------ DOCUMENT TEXT

Unlocking Life's Code; Exhibit Explains Human Genome

The Washington Times (Washington, DC), June 12, 2003 | Go to article overview

Unlocking Life's Code; Exhibit Explains Human Genome


Byline: Jen Waters, THE WASHINGTON TIMES

The secret of life always has been a mystery. With the completion of the Human Genome Project, which provides a map of a person's entire set of genes, the enigma has begun to unravel.

The Smithsonian Institution attempts to explain what it all means in its exhibit, "Genome: The Secret of How Life Works," a new 15-city, five-year traveling exhibit that gives an interactive look at the human genome. It will be on display at the Arts and Industries Building in Southwest through Jan. 4.

"Genes are the recipes for life," says Peter Radestsky, content developer at Clear Channel Exhibitions in San Antonio, which created the Smithsonian exhibit. "It's like making bread. You need recipe ingredients and the bread maker."

Most of the information presented in the exhibit is a result of the completion of the Human Genome Project. Begun in 1990, the program was a 13-year effort coordinated by the Energy Department in Southwest and the National Institutes of Health in Bethesda.

In the nucleus of each human cell are genes, hereditary units composed of a sequence of DNA. Genes hold the information needed to create the proteins required by all types of living creatures. These proteins determine how the organism looks, how well its body metabolizes food or fights infection, and how it behaves.

Many of these genes are found on chromosomes, which are bodies inside cell nuclei. Through this project, scientists sought to understand the human genome, which consists of all the DNA in the genes of an organism.

Along with identifying the approximate 30,000 genes in human DNA, scientists in the Human Genome Project also wanted to determine the 3 billion chemical base pairs that make up human DNA. DNA is made up of four similar chemicals - adenine, thymine, cytosine and guanine - which are abbreviated A, T, C and G.

Even though only four chemicals are involved, the order of the A's, T's, C's, and G's determines the type of life. For instance, while humans share 99.9 percent of the same DNA with each other, they also have 50 percent of the same DNA as a banana.

------------

- _EXERCISE DIRECTIONS_:
Translate this sentence from the article on the human genome exhibit into Spanish: "Genes hold the information needed to create the proteins required by all types of living creatures."

------ EXTRACTED DATA

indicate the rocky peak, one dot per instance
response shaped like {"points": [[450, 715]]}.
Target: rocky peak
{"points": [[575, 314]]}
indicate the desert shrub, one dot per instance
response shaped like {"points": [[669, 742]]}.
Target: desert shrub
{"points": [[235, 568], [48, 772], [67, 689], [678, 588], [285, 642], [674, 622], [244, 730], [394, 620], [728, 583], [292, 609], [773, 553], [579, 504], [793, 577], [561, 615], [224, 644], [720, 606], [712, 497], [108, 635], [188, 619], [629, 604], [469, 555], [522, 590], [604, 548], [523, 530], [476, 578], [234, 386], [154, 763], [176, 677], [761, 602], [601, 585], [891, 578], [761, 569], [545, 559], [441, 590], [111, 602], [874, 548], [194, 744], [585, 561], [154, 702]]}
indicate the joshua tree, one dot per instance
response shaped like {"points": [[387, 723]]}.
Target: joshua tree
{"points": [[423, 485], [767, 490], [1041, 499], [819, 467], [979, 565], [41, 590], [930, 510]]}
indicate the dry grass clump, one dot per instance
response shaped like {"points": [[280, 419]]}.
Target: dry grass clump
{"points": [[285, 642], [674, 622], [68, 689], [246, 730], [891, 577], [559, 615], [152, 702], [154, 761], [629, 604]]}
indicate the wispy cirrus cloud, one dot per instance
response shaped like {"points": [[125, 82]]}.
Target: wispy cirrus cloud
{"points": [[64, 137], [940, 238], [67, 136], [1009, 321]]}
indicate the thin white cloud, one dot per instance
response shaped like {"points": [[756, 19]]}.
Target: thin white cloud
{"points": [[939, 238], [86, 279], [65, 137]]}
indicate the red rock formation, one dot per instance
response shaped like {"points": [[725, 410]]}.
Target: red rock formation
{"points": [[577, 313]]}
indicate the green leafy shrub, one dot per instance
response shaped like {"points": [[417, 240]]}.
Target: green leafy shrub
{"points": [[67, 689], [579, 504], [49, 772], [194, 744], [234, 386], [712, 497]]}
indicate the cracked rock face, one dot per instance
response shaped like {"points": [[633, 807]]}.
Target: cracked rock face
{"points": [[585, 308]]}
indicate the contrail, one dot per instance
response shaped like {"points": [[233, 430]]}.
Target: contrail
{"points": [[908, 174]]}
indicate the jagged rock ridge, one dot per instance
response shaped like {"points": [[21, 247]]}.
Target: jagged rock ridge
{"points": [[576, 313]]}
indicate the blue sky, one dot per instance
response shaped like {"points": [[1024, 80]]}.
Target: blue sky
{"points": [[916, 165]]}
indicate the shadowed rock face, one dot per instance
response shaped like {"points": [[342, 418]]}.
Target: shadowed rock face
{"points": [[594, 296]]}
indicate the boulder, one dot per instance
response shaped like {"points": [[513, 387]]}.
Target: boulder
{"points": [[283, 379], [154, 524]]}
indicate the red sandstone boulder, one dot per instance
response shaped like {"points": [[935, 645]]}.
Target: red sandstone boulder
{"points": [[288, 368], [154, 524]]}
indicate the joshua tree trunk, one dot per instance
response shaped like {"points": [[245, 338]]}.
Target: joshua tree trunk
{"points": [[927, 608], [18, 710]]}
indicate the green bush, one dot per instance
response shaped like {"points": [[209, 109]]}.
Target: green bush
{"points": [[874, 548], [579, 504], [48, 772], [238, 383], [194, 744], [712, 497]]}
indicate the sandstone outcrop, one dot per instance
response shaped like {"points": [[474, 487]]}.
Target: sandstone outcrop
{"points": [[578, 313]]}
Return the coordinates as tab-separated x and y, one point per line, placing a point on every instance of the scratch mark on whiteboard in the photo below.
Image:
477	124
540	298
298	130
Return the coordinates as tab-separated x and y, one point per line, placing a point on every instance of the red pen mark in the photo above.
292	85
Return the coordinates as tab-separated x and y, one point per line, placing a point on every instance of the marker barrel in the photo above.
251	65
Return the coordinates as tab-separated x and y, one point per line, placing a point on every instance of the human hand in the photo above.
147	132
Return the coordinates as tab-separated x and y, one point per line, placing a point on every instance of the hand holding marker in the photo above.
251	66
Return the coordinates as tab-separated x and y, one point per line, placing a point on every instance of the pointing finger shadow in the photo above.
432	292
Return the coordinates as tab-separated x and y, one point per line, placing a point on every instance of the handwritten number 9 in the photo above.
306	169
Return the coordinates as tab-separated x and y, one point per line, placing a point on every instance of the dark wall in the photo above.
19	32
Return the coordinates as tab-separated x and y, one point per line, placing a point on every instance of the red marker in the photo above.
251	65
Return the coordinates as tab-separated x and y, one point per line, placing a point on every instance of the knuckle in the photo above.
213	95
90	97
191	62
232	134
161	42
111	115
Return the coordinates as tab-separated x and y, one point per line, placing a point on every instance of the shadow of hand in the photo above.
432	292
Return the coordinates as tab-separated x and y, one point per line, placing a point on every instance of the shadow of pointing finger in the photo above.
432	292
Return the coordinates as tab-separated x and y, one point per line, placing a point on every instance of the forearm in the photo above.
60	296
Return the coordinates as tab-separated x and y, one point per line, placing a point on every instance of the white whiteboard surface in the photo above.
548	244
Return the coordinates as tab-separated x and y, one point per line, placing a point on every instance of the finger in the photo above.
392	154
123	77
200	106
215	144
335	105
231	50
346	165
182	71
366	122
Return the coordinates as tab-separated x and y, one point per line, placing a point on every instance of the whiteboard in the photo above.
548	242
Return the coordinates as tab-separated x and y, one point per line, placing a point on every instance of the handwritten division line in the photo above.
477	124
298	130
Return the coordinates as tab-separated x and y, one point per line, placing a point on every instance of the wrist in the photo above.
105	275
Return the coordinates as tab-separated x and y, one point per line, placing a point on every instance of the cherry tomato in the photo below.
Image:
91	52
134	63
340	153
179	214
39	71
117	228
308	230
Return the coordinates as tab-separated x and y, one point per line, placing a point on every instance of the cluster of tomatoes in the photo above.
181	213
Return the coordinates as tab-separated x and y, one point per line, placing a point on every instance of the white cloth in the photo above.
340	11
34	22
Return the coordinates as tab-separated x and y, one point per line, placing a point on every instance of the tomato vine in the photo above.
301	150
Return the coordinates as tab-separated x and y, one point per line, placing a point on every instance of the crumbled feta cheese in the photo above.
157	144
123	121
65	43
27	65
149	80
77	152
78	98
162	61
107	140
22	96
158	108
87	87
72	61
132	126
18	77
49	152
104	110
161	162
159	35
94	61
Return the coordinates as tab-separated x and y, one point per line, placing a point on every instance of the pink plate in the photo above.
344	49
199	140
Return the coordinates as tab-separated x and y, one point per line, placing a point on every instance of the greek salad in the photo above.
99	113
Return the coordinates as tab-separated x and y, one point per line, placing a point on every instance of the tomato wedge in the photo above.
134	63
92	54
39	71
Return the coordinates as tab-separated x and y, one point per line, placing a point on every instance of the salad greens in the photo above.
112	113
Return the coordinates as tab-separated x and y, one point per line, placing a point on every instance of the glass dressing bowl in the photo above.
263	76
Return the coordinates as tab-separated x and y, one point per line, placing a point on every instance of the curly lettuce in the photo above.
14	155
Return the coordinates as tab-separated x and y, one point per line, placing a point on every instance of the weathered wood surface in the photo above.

------------

- _COMPLETED EXERCISE_:
Los genes contienen la información necesaria para crear las proteínas que requieren todos los tipos de seres vivos.